**GIVEN TASK**:
How many lines in the records below contain the word "concrete"? Reply with the number alone.

**RECORDS FOR THE EXERCISE**:
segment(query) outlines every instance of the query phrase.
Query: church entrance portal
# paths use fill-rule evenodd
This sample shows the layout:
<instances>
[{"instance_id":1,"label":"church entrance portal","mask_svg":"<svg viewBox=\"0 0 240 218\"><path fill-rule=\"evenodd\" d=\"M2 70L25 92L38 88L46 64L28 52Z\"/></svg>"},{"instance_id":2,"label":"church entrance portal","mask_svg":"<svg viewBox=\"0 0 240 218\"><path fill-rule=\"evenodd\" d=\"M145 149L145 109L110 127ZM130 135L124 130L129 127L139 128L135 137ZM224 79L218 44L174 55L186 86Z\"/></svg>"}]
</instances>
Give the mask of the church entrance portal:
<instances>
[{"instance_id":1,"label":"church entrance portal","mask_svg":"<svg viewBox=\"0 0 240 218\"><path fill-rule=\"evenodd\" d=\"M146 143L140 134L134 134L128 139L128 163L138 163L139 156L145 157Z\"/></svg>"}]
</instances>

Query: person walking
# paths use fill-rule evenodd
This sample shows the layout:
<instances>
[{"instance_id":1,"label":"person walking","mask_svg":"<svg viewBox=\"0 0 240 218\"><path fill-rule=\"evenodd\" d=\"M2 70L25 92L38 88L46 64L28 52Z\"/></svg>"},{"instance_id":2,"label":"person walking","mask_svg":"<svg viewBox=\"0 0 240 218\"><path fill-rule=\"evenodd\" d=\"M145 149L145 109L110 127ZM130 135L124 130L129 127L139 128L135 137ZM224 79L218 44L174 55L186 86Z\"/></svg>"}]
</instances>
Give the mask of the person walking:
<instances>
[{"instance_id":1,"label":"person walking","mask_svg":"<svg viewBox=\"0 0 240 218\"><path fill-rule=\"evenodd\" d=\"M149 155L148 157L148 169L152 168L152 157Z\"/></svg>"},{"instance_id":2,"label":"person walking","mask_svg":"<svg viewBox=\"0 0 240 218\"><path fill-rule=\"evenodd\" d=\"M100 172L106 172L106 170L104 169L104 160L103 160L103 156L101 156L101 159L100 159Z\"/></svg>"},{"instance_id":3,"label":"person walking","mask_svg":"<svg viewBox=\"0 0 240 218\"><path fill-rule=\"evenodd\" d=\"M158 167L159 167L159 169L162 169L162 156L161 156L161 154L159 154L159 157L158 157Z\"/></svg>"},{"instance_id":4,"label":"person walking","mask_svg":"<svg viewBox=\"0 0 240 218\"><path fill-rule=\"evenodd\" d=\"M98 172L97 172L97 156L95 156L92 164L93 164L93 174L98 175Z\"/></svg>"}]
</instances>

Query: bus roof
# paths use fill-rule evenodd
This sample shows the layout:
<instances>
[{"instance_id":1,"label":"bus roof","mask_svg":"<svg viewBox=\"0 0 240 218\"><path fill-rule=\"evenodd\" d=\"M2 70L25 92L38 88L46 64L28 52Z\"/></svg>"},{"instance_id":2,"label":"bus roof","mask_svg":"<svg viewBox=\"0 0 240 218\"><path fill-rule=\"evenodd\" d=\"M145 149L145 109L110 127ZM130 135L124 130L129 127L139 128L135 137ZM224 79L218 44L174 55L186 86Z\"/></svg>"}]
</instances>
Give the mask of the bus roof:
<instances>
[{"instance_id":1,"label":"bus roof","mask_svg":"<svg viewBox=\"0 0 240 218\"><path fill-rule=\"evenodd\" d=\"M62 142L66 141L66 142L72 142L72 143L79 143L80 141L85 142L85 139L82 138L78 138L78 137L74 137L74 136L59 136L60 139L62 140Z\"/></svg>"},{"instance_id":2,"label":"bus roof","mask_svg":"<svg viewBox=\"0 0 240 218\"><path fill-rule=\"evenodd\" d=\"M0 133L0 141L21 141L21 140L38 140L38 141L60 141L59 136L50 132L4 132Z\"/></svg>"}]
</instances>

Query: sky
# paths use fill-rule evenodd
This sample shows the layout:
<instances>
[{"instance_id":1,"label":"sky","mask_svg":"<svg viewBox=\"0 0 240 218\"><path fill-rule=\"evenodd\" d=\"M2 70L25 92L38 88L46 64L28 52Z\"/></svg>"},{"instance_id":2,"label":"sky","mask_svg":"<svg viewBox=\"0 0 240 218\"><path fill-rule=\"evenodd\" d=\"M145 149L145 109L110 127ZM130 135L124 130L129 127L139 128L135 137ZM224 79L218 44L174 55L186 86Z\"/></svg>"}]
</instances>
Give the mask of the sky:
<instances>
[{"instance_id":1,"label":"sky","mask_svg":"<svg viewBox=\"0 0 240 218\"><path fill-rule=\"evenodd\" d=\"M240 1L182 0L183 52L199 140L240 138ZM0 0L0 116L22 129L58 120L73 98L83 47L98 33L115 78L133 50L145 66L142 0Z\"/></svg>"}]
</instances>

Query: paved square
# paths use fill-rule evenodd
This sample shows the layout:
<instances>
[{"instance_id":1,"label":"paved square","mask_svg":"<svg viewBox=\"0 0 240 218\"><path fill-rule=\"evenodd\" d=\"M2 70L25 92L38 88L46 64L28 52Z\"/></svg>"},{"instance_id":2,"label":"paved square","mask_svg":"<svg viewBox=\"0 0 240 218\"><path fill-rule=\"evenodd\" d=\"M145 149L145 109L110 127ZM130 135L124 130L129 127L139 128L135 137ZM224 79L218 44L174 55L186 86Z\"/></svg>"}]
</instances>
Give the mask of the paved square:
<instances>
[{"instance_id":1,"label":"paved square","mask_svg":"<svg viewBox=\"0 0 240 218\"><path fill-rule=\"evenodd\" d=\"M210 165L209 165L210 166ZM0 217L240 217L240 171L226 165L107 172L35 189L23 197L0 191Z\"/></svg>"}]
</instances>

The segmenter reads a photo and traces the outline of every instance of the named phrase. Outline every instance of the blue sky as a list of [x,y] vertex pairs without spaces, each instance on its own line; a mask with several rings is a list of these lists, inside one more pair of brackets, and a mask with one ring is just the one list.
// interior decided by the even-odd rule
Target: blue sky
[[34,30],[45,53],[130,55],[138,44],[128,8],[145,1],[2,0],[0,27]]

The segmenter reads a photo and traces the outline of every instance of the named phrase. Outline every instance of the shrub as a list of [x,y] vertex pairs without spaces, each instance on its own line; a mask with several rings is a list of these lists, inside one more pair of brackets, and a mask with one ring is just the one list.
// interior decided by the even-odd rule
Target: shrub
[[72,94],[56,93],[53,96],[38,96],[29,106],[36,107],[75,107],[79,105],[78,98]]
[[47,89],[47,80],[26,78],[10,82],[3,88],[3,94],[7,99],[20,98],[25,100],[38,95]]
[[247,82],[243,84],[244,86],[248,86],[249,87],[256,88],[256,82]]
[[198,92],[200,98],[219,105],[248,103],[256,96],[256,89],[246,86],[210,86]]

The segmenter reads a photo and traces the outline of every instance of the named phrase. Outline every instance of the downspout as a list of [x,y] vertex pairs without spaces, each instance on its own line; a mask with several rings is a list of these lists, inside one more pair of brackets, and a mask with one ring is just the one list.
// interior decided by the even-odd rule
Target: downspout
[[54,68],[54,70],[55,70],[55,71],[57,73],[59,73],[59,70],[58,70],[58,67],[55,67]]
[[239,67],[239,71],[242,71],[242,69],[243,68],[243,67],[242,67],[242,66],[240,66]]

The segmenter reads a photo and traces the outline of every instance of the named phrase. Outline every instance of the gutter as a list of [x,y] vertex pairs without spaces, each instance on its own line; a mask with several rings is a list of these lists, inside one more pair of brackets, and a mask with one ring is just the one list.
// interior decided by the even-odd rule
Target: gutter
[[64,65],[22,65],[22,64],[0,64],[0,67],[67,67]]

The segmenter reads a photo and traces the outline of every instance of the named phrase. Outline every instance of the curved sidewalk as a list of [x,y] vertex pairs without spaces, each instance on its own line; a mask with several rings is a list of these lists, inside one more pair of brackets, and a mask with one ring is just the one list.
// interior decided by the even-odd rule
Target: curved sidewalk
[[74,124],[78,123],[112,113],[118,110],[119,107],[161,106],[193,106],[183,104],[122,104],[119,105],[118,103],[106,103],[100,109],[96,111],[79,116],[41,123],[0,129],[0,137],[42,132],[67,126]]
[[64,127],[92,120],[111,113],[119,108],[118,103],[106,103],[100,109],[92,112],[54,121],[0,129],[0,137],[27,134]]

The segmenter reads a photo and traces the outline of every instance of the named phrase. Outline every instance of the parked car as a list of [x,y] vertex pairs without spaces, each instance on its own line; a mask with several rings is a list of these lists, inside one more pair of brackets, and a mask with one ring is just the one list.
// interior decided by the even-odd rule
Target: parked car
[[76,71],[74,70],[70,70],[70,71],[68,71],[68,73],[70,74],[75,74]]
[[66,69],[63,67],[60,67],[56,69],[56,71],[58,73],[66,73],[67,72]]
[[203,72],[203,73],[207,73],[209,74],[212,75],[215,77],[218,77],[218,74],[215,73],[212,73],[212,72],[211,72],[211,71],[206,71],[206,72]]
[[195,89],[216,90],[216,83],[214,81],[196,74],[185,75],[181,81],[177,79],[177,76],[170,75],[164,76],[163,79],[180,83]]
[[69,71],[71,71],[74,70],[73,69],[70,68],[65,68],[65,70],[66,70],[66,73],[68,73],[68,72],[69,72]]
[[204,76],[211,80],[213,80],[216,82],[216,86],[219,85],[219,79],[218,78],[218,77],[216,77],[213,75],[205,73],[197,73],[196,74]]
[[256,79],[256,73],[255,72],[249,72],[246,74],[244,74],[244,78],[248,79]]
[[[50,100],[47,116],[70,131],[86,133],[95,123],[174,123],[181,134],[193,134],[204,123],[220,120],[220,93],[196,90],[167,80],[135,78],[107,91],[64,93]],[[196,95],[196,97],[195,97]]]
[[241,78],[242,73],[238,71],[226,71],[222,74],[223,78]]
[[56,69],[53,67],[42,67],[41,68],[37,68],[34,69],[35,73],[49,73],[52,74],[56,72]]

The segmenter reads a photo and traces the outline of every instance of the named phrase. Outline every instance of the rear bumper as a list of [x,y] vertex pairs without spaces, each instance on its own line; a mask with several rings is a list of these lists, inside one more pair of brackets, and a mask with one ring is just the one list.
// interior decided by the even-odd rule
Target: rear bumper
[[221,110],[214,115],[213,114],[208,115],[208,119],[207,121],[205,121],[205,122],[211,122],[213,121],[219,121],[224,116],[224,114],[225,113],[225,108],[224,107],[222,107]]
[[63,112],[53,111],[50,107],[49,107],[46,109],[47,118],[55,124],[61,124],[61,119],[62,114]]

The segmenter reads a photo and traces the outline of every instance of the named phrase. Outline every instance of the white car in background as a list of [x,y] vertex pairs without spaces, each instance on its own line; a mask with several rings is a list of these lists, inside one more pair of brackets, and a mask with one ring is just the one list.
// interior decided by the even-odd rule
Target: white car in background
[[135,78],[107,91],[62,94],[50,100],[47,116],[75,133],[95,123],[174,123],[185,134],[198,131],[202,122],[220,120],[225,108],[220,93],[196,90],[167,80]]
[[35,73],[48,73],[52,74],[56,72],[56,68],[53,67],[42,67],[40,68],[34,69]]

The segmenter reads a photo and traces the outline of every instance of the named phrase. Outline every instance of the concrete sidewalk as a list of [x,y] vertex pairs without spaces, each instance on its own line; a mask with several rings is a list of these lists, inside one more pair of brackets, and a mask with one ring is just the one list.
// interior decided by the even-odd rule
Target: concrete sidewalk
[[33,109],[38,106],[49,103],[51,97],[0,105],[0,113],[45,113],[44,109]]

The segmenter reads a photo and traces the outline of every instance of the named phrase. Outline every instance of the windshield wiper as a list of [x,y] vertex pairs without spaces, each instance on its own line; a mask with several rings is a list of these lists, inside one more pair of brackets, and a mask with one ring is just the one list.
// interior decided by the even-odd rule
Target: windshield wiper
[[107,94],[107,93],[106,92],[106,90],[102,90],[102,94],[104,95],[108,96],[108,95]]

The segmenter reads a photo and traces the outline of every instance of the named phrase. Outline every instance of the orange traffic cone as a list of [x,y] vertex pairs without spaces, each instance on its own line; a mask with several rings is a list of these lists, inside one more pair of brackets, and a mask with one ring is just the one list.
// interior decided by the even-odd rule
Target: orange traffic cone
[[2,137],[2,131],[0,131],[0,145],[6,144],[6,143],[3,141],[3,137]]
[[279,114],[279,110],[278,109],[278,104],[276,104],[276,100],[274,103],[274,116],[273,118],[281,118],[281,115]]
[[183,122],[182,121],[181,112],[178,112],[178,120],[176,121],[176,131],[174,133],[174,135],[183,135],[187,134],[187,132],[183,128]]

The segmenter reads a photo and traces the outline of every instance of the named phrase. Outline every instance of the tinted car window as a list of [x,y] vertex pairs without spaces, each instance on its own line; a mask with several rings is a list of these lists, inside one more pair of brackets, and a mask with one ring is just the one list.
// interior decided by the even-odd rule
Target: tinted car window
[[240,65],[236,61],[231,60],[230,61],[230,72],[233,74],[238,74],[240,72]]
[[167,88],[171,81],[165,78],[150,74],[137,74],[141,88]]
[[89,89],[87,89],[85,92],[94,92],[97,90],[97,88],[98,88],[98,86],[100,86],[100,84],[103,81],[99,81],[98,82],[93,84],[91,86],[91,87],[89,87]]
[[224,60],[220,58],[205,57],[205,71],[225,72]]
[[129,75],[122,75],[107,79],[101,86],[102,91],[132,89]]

**RESULT OF THE TASK**:
2